(Beginning of Text for analysis)

I have observed how leaders once condemned or forced out with sighs of relief later return to public imagination as heroes. The same officials whose names were once swept aside like debris of disappointment are suddenly repackaged as paragons of strength and vision. It is as if collective memory has a mischievous bias: it stores away the failures, glosses them over, and rewrites the story with highlights. As Nietzsche once remarked, “Blessed are the forgetful: for they get the better even of their blunders.”

The Nigerian First Republic stands as an enduring example. Figures like Sir Ahmadu Bello, Tafawa Balewa, Nnamdi Azikiwe, and Obafemi Awolowo occupy uncontested positions in our national imagination. They are revered as visionaries, guardians of unity, and torchbearers of patriotism. Yet, history tells a different story. Alongside the grand narrative of strong institutions and ideological politics lay shadows of communal crises, coups, civil war, and crushing poverty. Scholars of collective memory warn us of “rosy retrospection”—the tendency to remember the past as better than it was, especially when the present feels heavy.

(End of Text for analysis)
(Beginning of Data shown)

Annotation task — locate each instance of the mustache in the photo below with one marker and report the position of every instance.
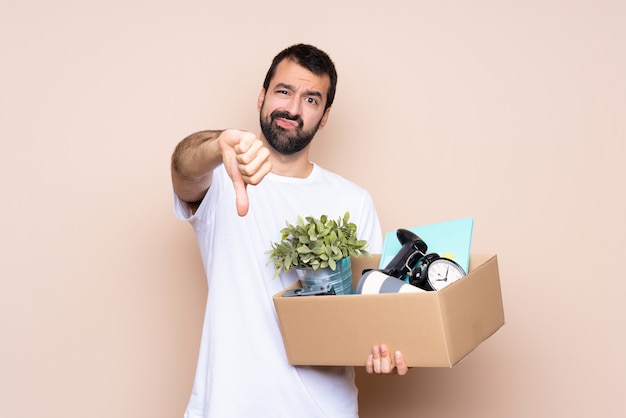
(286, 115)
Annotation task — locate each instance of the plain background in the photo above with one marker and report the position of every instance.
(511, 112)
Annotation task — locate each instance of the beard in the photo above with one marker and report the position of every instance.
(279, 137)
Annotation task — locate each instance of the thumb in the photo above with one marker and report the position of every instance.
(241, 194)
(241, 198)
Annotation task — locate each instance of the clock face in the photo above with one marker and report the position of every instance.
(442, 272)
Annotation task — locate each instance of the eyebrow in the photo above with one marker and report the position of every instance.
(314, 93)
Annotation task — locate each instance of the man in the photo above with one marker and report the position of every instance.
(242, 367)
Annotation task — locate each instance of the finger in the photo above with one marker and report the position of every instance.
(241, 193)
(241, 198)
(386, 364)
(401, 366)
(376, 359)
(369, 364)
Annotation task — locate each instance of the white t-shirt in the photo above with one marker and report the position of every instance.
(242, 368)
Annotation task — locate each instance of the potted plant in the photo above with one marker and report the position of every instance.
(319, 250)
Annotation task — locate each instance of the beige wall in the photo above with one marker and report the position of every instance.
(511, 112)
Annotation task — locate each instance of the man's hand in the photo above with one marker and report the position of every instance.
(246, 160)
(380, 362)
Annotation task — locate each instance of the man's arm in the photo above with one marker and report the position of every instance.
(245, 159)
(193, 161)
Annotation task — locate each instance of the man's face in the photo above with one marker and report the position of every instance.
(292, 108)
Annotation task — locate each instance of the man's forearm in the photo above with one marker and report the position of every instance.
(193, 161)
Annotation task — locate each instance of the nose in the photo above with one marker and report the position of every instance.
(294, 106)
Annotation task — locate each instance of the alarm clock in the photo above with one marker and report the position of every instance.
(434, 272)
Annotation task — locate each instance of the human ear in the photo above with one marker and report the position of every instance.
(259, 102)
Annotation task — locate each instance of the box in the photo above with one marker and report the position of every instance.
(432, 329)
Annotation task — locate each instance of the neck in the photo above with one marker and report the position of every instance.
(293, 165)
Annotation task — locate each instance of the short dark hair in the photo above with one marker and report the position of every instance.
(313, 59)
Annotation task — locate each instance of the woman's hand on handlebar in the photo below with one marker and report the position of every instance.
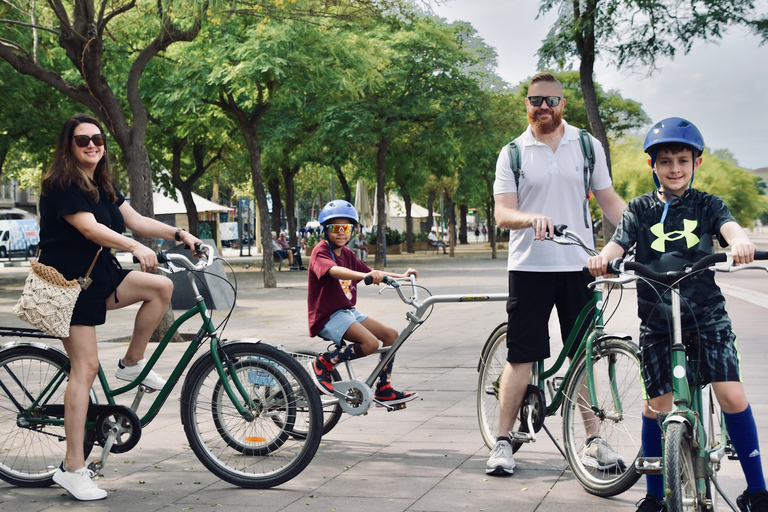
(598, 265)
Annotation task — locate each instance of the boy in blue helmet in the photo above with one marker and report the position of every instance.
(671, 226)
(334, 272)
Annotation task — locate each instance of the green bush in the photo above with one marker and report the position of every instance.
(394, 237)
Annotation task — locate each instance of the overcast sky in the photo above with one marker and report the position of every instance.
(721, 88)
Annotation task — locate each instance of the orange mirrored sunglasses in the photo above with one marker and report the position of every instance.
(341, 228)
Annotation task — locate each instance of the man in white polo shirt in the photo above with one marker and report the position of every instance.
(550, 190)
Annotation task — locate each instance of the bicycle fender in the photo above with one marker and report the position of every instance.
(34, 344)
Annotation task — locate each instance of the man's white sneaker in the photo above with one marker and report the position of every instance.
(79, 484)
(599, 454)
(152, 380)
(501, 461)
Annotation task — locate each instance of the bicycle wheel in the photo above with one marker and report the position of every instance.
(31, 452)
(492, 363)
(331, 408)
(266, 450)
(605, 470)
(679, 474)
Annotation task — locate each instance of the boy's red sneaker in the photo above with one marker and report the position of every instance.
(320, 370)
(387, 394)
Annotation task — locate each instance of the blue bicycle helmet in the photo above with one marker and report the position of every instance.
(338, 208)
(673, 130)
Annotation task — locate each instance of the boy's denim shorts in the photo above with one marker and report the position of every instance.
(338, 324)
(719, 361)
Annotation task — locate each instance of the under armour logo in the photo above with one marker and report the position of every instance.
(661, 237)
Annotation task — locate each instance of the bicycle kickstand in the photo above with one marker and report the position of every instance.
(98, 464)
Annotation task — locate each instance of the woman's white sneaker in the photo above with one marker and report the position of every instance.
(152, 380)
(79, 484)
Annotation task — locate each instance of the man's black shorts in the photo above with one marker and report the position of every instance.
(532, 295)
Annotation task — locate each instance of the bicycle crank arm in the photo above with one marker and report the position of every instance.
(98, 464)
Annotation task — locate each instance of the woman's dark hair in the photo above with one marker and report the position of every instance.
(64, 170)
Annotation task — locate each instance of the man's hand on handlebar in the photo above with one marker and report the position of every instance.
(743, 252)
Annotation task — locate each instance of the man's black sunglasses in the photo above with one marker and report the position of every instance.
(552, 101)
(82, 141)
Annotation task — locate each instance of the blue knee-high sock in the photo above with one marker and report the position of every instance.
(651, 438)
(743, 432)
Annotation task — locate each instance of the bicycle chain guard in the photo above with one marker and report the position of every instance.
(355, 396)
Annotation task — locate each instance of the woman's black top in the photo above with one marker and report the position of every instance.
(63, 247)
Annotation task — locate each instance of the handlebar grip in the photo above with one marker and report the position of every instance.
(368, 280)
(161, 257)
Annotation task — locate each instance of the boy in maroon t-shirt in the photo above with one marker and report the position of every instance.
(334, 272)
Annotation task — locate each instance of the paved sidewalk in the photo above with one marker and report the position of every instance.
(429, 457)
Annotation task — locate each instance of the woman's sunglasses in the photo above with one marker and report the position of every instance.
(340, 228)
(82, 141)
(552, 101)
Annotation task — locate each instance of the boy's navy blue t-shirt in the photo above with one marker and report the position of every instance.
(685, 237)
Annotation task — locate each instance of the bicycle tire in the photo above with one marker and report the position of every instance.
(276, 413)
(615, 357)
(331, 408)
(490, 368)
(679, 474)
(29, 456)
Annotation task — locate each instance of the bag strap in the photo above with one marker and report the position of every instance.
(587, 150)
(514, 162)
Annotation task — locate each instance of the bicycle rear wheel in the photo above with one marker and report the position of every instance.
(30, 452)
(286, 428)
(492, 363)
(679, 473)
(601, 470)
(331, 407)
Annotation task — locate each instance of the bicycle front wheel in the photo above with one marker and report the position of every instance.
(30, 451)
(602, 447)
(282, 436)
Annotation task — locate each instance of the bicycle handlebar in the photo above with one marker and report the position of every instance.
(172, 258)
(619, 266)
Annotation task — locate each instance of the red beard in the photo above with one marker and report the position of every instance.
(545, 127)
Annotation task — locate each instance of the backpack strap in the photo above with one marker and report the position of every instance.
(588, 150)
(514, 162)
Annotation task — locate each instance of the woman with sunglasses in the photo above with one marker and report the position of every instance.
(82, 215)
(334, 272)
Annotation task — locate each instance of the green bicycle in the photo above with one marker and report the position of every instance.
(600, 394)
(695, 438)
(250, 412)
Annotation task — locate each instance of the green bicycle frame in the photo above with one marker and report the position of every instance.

(End of Data shown)
(Beginning of Data shown)

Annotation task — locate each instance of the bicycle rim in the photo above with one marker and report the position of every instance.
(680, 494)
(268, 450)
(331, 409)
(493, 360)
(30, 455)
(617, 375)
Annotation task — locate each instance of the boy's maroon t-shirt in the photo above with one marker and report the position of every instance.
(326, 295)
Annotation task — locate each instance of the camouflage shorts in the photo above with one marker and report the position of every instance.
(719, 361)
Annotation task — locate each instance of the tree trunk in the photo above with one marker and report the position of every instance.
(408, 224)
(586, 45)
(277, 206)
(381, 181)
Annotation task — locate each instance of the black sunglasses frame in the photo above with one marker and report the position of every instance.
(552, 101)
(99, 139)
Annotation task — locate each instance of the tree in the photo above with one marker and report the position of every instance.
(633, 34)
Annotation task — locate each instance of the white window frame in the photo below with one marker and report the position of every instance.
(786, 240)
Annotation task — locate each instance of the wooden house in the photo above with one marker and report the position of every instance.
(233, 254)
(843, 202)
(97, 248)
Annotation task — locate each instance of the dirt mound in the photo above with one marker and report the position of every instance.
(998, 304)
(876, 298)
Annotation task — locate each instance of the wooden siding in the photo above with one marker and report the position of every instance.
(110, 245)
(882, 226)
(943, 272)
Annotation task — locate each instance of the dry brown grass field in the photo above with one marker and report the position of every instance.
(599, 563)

(End of Data shown)

To do: According to the passage on remembered leaders, what term do scholars of collective memory use for the tendency to remember the past as better than it was? Answer from the passage on remembered leaders alone.

Result for this exercise: Rosy retrospection.